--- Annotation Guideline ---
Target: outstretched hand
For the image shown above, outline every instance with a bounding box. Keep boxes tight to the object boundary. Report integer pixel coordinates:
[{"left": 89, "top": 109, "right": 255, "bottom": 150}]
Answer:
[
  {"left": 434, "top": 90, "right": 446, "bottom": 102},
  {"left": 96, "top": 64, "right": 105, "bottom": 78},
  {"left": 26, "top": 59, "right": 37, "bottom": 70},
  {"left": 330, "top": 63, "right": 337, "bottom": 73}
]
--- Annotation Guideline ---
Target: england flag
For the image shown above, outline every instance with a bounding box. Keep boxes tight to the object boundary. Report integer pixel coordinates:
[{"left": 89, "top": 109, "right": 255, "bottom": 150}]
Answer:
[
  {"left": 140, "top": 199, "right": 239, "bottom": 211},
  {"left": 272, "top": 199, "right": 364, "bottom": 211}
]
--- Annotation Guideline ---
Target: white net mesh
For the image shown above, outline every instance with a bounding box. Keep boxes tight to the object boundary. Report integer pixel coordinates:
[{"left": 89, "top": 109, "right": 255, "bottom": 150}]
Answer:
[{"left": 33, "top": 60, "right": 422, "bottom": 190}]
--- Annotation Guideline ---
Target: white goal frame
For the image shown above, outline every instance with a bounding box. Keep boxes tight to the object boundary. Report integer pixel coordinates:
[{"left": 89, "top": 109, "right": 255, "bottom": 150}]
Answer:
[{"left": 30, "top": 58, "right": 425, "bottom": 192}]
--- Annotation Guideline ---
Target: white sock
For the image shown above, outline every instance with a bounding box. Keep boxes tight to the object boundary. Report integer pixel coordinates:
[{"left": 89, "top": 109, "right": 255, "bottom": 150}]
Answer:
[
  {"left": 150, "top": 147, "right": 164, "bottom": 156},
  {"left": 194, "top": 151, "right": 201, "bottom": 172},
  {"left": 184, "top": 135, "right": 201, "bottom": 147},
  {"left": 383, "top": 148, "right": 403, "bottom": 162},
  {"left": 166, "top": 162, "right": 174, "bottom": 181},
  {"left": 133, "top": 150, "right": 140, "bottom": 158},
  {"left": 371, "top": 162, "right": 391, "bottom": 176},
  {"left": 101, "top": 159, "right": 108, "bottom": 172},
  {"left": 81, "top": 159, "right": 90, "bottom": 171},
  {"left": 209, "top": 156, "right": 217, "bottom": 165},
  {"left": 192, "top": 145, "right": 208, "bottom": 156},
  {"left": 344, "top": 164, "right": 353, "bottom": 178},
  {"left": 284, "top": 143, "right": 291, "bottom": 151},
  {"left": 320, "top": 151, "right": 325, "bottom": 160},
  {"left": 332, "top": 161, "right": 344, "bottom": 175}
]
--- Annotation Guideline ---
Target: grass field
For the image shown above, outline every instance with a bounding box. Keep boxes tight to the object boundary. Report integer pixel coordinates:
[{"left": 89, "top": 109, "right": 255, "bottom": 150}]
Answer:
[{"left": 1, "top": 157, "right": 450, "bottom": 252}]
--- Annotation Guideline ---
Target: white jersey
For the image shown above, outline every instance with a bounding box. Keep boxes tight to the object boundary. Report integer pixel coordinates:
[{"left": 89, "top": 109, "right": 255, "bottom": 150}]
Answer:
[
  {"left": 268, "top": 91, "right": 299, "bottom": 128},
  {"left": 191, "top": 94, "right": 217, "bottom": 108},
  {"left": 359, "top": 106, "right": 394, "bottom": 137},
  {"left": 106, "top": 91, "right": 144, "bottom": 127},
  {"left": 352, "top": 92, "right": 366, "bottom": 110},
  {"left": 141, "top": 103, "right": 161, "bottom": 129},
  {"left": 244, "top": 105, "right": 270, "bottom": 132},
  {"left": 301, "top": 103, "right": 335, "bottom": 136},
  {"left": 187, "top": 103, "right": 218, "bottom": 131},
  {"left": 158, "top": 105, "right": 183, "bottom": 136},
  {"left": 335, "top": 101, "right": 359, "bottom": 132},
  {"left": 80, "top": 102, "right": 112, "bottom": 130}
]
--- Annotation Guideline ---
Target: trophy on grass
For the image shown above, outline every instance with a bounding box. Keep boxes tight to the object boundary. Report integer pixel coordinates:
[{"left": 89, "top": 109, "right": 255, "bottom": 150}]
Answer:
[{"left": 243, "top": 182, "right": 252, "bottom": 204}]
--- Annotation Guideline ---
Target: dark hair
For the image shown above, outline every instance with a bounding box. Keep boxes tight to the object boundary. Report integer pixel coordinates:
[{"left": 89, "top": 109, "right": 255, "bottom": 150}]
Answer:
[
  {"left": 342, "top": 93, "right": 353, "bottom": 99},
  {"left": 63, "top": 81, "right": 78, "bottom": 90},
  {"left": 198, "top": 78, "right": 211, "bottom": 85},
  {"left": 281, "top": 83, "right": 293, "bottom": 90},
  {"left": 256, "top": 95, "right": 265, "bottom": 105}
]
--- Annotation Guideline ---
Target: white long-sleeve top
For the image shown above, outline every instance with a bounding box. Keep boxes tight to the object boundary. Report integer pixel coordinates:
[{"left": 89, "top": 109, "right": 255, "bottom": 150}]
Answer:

****************************************

Exercise directions: Each line above is to be restated exactly.

Problem solution:
--- Annotation Guideline ---
Target: outstretched hand
For the image shown above, outline every instance with a bounding box. Keep boxes tight to the object boundary. Report integer pixel coordinates:
[{"left": 89, "top": 109, "right": 255, "bottom": 150}]
Answer:
[
  {"left": 434, "top": 90, "right": 446, "bottom": 102},
  {"left": 96, "top": 64, "right": 105, "bottom": 78},
  {"left": 26, "top": 59, "right": 37, "bottom": 70},
  {"left": 330, "top": 63, "right": 337, "bottom": 73}
]
--- Annotation Guideline ---
Target: england flag
For the image shown above, outline every instance with a bounding box. Keep boxes tight to the object boundary. Report integer pixel coordinates:
[{"left": 89, "top": 109, "right": 255, "bottom": 150}]
Answer:
[
  {"left": 140, "top": 199, "right": 239, "bottom": 211},
  {"left": 272, "top": 199, "right": 364, "bottom": 211}
]
--- Annotation Guideline ---
Target: white net mesh
For the image shown above, outline every instance with a bounding box. Keep boxes tight to the object boundary. Report integer pixel coordinates:
[{"left": 89, "top": 109, "right": 255, "bottom": 150}]
Answer:
[{"left": 33, "top": 60, "right": 422, "bottom": 190}]
--- Annotation Guideline ---
Target: white goal frame
For the image shown above, outline every instance with a bounding box. Keep boxes tight to the object boundary. Report integer pixel coordinates:
[{"left": 89, "top": 109, "right": 255, "bottom": 150}]
Answer:
[{"left": 30, "top": 58, "right": 425, "bottom": 192}]
--- Annotation Guideline ---
Target: white sock
For the image shown above, outline every instance with a bounding box. Keep boxes tight to the object boundary. Report integer pixel coordinates:
[{"left": 89, "top": 109, "right": 255, "bottom": 150}]
Answer:
[
  {"left": 150, "top": 147, "right": 164, "bottom": 156},
  {"left": 194, "top": 151, "right": 201, "bottom": 172},
  {"left": 184, "top": 135, "right": 201, "bottom": 147},
  {"left": 383, "top": 148, "right": 403, "bottom": 162},
  {"left": 166, "top": 162, "right": 174, "bottom": 181},
  {"left": 133, "top": 150, "right": 140, "bottom": 158},
  {"left": 371, "top": 162, "right": 391, "bottom": 176},
  {"left": 101, "top": 159, "right": 108, "bottom": 172},
  {"left": 81, "top": 159, "right": 90, "bottom": 171},
  {"left": 209, "top": 156, "right": 217, "bottom": 165},
  {"left": 192, "top": 145, "right": 208, "bottom": 156},
  {"left": 344, "top": 164, "right": 353, "bottom": 178},
  {"left": 284, "top": 143, "right": 291, "bottom": 151},
  {"left": 320, "top": 151, "right": 325, "bottom": 160},
  {"left": 332, "top": 161, "right": 344, "bottom": 175}
]
--- Annotation Guideline ---
Target: grass field
For the image shown above, outline every instance with a bounding box. Keep boxes tight to the object boundary. Report integer pixel coordinates:
[{"left": 89, "top": 109, "right": 255, "bottom": 150}]
Answer:
[{"left": 1, "top": 157, "right": 450, "bottom": 252}]
--- Annotation Guideline ---
Target: white jersey
For the image shown above, outline every instance with a bounding box. Keep boxes tight to the object boundary. Report integer pixel coordinates:
[{"left": 89, "top": 109, "right": 255, "bottom": 150}]
Answer:
[
  {"left": 268, "top": 91, "right": 299, "bottom": 128},
  {"left": 191, "top": 94, "right": 217, "bottom": 108},
  {"left": 359, "top": 106, "right": 394, "bottom": 137},
  {"left": 106, "top": 91, "right": 144, "bottom": 127},
  {"left": 352, "top": 92, "right": 366, "bottom": 110},
  {"left": 141, "top": 103, "right": 161, "bottom": 129},
  {"left": 244, "top": 105, "right": 270, "bottom": 132},
  {"left": 301, "top": 103, "right": 335, "bottom": 136},
  {"left": 187, "top": 103, "right": 218, "bottom": 131},
  {"left": 158, "top": 105, "right": 183, "bottom": 136},
  {"left": 335, "top": 101, "right": 359, "bottom": 132},
  {"left": 80, "top": 102, "right": 112, "bottom": 130}
]
--- Annotation Guideline ---
Target: trophy on grass
For the image shown above, outline every instance with a bounding box. Keep boxes tight to the object boundary. Report integer pixel coordinates:
[{"left": 89, "top": 109, "right": 255, "bottom": 150}]
Answer:
[{"left": 243, "top": 182, "right": 252, "bottom": 204}]
--- Annotation Guideline ---
Target: dark hair
For the image shown above, outline every instance with a bounding box. Keep boxes tight to the object boundary. Report integer pixel coordinates:
[{"left": 89, "top": 109, "right": 255, "bottom": 150}]
Answer:
[
  {"left": 342, "top": 93, "right": 353, "bottom": 99},
  {"left": 63, "top": 81, "right": 78, "bottom": 90},
  {"left": 198, "top": 78, "right": 211, "bottom": 85},
  {"left": 281, "top": 83, "right": 293, "bottom": 90},
  {"left": 256, "top": 95, "right": 265, "bottom": 105}
]
--- Annotation Guideline ---
Target: white long-sleeve top
For the image shown above, outline every instance with a bounding box. Keep boxes tight to the object boundary. Report integer pixel coordinates:
[{"left": 89, "top": 109, "right": 255, "bottom": 150}]
Answer:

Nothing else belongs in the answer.